■ RECORDS SHOWN
==*==

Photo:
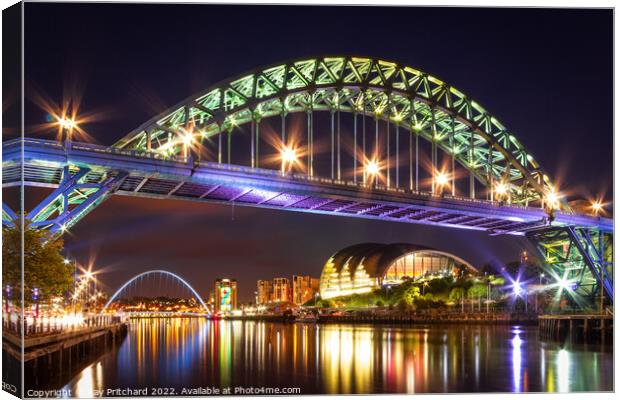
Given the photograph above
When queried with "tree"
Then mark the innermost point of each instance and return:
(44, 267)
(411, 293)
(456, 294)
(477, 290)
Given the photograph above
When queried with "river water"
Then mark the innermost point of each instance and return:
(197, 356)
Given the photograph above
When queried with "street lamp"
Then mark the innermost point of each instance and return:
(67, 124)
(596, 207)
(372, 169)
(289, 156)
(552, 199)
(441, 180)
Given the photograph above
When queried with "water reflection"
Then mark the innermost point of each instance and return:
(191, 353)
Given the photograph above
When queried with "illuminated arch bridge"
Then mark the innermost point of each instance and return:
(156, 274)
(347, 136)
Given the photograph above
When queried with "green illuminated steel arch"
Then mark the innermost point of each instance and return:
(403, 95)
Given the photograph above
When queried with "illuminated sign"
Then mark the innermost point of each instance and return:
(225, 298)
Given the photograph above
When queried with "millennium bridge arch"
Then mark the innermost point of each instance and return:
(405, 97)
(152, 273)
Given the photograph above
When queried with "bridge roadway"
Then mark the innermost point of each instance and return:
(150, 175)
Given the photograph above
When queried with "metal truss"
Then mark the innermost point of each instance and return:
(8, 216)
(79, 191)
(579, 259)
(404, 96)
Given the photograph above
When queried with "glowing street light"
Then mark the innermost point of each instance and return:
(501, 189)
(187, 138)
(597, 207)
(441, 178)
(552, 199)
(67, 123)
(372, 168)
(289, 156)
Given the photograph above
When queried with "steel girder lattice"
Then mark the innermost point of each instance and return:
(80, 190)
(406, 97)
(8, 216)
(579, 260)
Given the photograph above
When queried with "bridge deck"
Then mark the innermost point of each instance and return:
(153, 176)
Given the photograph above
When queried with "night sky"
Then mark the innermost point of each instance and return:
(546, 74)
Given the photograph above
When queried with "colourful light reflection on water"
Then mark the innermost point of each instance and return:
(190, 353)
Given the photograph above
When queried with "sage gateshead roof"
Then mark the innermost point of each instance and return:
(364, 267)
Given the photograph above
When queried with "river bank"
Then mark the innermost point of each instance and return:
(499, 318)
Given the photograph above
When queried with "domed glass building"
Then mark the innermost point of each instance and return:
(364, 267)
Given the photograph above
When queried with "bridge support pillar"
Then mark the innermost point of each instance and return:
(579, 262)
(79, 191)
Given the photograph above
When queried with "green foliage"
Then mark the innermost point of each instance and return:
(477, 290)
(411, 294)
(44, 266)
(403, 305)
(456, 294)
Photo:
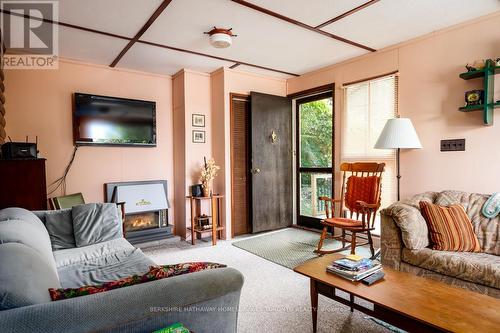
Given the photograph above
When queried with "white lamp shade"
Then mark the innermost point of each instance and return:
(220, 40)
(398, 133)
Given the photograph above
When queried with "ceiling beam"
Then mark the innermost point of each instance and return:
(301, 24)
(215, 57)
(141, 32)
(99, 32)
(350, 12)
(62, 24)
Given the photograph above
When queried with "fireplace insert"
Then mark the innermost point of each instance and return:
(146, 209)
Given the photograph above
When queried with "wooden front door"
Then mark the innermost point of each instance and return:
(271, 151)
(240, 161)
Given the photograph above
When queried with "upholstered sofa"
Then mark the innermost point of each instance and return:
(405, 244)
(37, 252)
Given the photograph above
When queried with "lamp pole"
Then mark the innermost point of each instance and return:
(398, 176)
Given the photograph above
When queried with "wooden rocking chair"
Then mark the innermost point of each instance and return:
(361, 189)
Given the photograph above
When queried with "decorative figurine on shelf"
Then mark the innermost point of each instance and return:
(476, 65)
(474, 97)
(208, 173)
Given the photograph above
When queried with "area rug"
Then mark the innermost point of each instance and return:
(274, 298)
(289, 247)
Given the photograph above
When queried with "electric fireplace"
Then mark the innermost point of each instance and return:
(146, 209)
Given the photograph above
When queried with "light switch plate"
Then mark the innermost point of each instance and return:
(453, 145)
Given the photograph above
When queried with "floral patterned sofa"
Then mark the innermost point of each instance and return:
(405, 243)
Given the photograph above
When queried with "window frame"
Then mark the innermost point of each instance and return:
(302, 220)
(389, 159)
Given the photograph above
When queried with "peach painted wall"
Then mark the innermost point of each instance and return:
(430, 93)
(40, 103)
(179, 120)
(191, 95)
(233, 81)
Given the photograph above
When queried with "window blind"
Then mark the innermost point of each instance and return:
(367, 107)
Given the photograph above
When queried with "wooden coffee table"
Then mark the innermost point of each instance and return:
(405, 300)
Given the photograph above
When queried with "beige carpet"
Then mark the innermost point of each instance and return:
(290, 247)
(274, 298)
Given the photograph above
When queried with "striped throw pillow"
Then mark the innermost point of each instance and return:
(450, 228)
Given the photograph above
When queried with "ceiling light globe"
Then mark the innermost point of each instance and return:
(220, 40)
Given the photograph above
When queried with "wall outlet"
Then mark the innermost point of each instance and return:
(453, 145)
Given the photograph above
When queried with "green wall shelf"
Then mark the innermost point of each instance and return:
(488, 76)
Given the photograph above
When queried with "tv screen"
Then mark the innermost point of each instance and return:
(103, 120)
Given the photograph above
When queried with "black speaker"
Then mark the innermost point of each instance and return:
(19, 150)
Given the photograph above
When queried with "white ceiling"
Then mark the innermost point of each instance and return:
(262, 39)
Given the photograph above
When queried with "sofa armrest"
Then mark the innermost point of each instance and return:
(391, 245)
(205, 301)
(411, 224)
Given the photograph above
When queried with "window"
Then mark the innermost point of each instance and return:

==*==

■ SHORT EXERCISE
Omit the pictures and give the material again, exactly and in full.

■ RESPONSE TO THE TASK
Photo:
Given the photograph above
When queried with "tree"
Then mark the innermost point of each instance and return:
(44, 267)
(411, 293)
(456, 294)
(477, 290)
Given the photograph above
When queried with "river water"
Then mark the innermost point of each instance and return:
(197, 356)
Given the photograph above
When queried with "street lamp"
Then mark the innermost point of each instance and return:
(67, 124)
(596, 207)
(372, 169)
(289, 156)
(552, 199)
(441, 180)
Given the photograph above
When queried with "water reflection"
Then mark the innermost point of each instance and return:
(191, 353)
Given the photograph above
When queried with "illuminated arch bridge"
Then mark the innermost point of each instance and return:
(156, 274)
(347, 136)
Given the photograph above
When queried with "green illuminated steel arch"
Then mark the innermost point of each instance and return:
(403, 95)
Given the photograph above
When queried with "illuminated sign"
Then mark the innermost point of each instance and return:
(225, 298)
Given the photograph above
When queried with "millennium bridge arch"
Then mark the innermost point of each instance and return:
(405, 97)
(152, 273)
Given the photograph above
When queried with "bridge roadway"
Then mark the innermost point of each instance and return:
(150, 175)
Given the photograph above
When queried with "metal truss"
Then mark the innermost point of each instance and return:
(8, 216)
(79, 191)
(579, 259)
(404, 96)
Given the photograph above
When queried with "glowing street light"
Then mark the innermost point of each instance and return:
(501, 189)
(187, 138)
(597, 207)
(441, 178)
(552, 199)
(67, 123)
(372, 168)
(289, 156)
Given the photograph above
When queried with "steel girder lattice"
Then mark the innermost point of each instance and return:
(80, 190)
(406, 97)
(8, 216)
(579, 260)
Given the photograph above
When queried with "bridge deck"
Then mark the innermost point of each instance and return:
(153, 176)
Given the photograph above
When queried with "night sky"
Then mark the innermost point of each instance and return:
(546, 74)
Given the photograph above
When queried with "colourful light reflection on water"
Then mark the innermost point of each instance and return:
(190, 353)
Given the photograph above
When queried with "sage gateshead roof"
Then mark the innermost point of each instance and return:
(364, 267)
Given the photograph above
When queried with "river bank"
Then mark the innermost point of each instance and return:
(499, 318)
Given the photograph above
When queried with "domed glass building"
Then mark the innermost point of each instance and return:
(364, 267)
Given the photograph above
When queried with "bridge support pillar"
Then mark the innermost point of each instance and return:
(579, 262)
(79, 191)
Given the photograph above
When queried with "green foliage"
Then mark the innermost point of each instance and return:
(477, 290)
(411, 294)
(44, 266)
(403, 305)
(456, 294)
Photo:
Given the photograph above
When queried with "white lamp shade"
Then mark the innermost point of each instance and return:
(220, 40)
(398, 133)
Given the photograph above
When queried with "ceiling beam"
Then mark the innermost point of each instance and return:
(301, 24)
(215, 57)
(141, 32)
(99, 32)
(350, 12)
(62, 24)
Given the photograph above
When queried with "fireplace insert"
Then mark the innermost point of each instance and return:
(146, 209)
Given the photograph above
When queried with "wooden front door"
Then mark the innermost point of each instance and return:
(271, 151)
(240, 161)
Given the photograph above
When queried with "upholstered sofa"
Then mark the innermost point of each instance and return:
(405, 244)
(37, 252)
Given the photograph above
When queried with "lamp pole"
Then mark the innermost point of each instance and return:
(398, 176)
Given the photograph above
When queried with "wooden rocking chair"
Then mark the innermost point of each instance and return:
(361, 189)
Given the photograph above
When queried with "decorative figurine on shelf"
Then mark the innermost point of each instance and return:
(476, 65)
(474, 97)
(208, 173)
Given the photograph above
When queried with "area rug"
Then mark the innermost point of each instance and return:
(274, 298)
(289, 247)
Given the photograph above
When queried with "electric fireplace"
Then mark the innermost point of each instance and return:
(146, 209)
Given the photograph above
When queried with "light switch plate"
Then mark the innermost point of each instance and return:
(453, 145)
Given the photograph above
When queried with "floral patterned sofa"
Then mark the innermost point of each instance and return:
(405, 243)
Given the photograph above
When queried with "window frame"
Then mark the innermost point of each instance and return:
(302, 220)
(389, 159)
Given the photograph above
When queried with "peach painted wall"
Then mark the innermost point of each instance and return:
(430, 93)
(40, 103)
(179, 120)
(191, 95)
(233, 81)
Given the photograph above
When queried with "window blind"
Then mark the innermost point of each instance and return:
(367, 107)
Given the photograph above
When queried with "wooden coffee table"
Then mark the innermost point of each instance and return:
(405, 300)
Given the photograph above
When queried with "beige carpet"
Then mark the innermost point of each instance and return:
(290, 247)
(274, 298)
Given the photograph above
When queried with "striped throw pillow"
Then mark the innermost point of each instance and return:
(450, 228)
Given the photograph above
When queried with "ceiling light globe"
Then mark the innermost point of each instance and return:
(220, 40)
Given the photograph above
When queried with "wall outlet"
Then mark the innermost point of each instance and return:
(453, 145)
Given the photograph above
When queried with "green wall shelf"
Then mark the innermost point of each instance and return:
(488, 76)
Given the photograph above
When queried with "tv screen"
Then mark the innermost point of each instance and return:
(103, 120)
Given the photograph above
When queried with "black speaker"
Then mark the innermost point of each instance and return:
(19, 150)
Given the photograph above
When queried with "white ceiling"
Then mark the innermost point of each instance and return:
(262, 39)
Given the photograph above
When queried with "sofa armrest"
Then mark the innermost point of each instance and return:
(391, 245)
(205, 301)
(411, 224)
Given the photograph above
When queried with "window"
Then mark the innermost point of each instance and return:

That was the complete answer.